Your objective –
Tally the lines in the records below that contain the string "mountain", treating uppercase and lowercase as different. Reply with the number alone.

= = = =

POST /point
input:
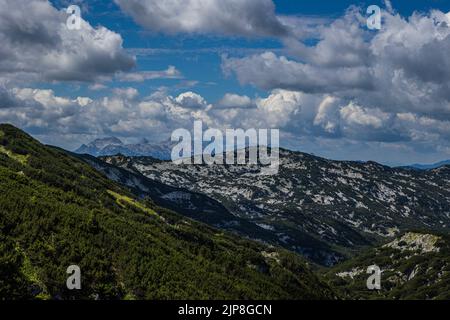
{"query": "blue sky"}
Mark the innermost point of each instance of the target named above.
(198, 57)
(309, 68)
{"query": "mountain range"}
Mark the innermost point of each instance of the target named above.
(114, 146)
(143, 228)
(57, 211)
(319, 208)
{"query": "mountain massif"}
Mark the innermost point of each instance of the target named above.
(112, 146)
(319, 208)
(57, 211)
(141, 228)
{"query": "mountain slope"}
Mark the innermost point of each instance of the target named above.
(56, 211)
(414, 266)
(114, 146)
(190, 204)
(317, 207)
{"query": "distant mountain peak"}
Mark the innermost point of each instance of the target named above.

= = = =

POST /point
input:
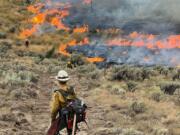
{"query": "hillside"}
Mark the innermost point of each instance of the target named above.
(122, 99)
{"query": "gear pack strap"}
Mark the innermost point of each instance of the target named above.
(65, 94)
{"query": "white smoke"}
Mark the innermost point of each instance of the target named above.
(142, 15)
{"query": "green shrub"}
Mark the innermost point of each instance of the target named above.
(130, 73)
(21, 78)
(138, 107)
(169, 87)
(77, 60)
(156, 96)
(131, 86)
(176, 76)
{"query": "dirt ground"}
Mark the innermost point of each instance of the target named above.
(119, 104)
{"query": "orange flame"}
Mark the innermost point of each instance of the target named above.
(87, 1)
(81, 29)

= = = =

Solution –
4